# PASSAGE TO READ
AP Statistics – Unit 5: Sampling Distributions

5.1 Introducing Statistics: Why Is My Sample Not Like Yours?

When we take a sample from a population, our sample statistic (like x̄ or p̂) won't exactly equal the true population parameter. This natural variation is called sampling variability.

Sampling Variability: The natural variation in sample statistics from sample to sample. Different random samples from the same population will produce different statistics.

Parameters vs. Statistics

Concept Parameter Statistic
Definition A number that describes the population A number that describes a sample
Symbol (Proportion) p (population proportion) p̂ (sample proportion, "p-hat")
Symbol (Mean) μ (population mean) x̄ (sample mean, "x-bar")
Symbol (SD) σ (population standard deviation) s (sample standard deviation)
Known? Usually unknown (what we want to estimate) Known from our sample data
Variability Fixed (doesn't change) Varies from sample to sample

🎯 Memory Trick: Parameters describe Populations (both start with P). Statistics describe Samples (both start with S).

# COMPLETE THE FOLLOWING
1. Reproduce the part of the AP Statistics notes that opens with the words containing "Concept Parameter Statistic" and closes with "start with S).".
2. In the AP Statistics notes, which symbol represents the population mean?
3. Continue the AP Statistics notes on sampling distributions from the point where they stop.
The records after this point are separate material with no connection to the AP Statistics notes.

# EXTRACTED MATERIAL

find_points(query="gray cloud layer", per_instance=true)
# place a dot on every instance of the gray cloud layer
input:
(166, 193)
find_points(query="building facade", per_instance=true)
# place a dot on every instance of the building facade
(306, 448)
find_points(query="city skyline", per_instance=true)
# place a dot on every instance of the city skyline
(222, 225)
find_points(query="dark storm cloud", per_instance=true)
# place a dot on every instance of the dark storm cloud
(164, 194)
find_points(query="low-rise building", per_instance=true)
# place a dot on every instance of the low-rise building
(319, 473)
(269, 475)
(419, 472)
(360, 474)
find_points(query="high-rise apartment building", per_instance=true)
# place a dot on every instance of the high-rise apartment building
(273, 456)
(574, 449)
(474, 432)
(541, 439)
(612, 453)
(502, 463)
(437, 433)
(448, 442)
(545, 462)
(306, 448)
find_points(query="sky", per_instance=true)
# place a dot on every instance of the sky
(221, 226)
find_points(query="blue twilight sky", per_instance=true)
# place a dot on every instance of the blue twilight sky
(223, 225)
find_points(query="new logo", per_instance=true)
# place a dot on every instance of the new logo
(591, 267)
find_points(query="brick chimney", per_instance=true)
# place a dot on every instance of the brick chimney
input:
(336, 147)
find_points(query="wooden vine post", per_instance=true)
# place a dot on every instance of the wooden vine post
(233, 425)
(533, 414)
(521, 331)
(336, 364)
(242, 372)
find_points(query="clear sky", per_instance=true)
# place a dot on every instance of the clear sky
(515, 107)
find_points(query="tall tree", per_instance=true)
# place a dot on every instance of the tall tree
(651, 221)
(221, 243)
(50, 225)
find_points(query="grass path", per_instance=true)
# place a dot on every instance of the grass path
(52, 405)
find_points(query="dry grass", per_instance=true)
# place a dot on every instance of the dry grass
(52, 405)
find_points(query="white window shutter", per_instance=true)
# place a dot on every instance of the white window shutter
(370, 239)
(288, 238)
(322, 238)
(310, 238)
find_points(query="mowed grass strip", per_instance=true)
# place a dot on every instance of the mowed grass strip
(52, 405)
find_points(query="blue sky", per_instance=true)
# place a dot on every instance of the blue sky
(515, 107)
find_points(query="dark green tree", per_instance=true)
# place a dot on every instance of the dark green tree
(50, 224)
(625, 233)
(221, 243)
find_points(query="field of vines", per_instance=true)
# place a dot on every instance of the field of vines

# RESULTS FOR THE EXERCISE
1.
Concept Parameter Statistic
Definition A number that describes the population A number that describes a sample
Symbol (Proportion) p (population proportion) p̂ (sample proportion, "p-hat")
Symbol (Mean) μ (population mean) x̄ (sample mean, "x-bar")
Symbol (SD) σ (population standard deviation) s (sample standard deviation)
Known? Usually unknown (what we want to estimate) Known from our sample data
Variability Fixed (doesn't change) Varies from sample to sample

🎯 Memory Trick: Parameters describe Populations (both start with P). Statistics describe Samples (both start with S).

2. μ

3.
What is a Sampling Distribution?

Sampling Distribution: The distribution of all possible values of a sample statistic when taking repeated random samples of the same size from a population.

It shows how the statistic varies across all possible samples.

Thought Experiment: Imagine taking ALL possible samples of size n = 50 from a population.

• Sample 1: Calculate p̂₁

• Sample 2: Calculate p̂₂

• Sample 3: Calculate p̂₃

• ... and so on for every possible sample

The distribution of all these p̂ values is the sampling distribution of p̂.

From Population to Sampling Distribution Population Parameter: p Sample 1: p̂₁ Sample 2: p̂₂ Sample 3: p̂₃ Sampling Distribution of all p̂ values
Exam Tip: A sampling distribution is NOT a distribution of raw data — it's a distribution of a statistic (like p̂ or x̄) calculated from many samples.

5.2 The Normal Distribution, Revisited

The Normal distribution is the most important distribution in statistics. Many sampling distributions are approximately Normal, which allows us to calculate probabilities using z-scores.

Normal Distribution: A symmetric, bell-shaped distribution completely described by its mean (μ) and standard deviation (σ).

Notation: X ~ N(μ, σ) means "X follows a Normal distribution with mean μ and standard deviation σ"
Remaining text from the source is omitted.